# Source data:
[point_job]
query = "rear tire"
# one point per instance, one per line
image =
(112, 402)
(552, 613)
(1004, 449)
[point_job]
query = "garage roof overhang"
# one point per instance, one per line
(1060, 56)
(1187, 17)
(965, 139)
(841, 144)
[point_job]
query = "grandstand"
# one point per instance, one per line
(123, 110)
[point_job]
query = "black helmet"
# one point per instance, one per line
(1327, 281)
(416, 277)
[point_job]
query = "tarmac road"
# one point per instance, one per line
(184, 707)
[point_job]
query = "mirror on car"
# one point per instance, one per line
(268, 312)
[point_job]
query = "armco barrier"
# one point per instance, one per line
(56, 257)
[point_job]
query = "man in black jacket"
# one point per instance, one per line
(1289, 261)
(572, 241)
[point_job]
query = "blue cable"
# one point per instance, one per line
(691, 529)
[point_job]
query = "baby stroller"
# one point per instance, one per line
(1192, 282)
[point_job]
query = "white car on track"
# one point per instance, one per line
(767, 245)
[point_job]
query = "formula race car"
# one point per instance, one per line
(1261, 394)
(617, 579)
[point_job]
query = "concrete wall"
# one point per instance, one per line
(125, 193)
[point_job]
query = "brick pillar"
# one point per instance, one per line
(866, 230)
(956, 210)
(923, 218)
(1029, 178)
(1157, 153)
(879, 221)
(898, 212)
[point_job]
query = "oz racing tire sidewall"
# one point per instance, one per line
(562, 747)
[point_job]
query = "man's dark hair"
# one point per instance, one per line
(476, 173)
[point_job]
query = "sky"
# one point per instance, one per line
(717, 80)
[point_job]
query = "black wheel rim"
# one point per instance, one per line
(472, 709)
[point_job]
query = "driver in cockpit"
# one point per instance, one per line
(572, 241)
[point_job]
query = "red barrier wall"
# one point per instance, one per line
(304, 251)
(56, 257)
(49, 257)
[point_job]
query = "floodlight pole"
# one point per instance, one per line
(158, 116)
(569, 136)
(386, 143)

# Problem details:
Count the lines in the entries above that contain the string "tire", treating uppercase and lowercase as different. Give only the number.

# Response:
2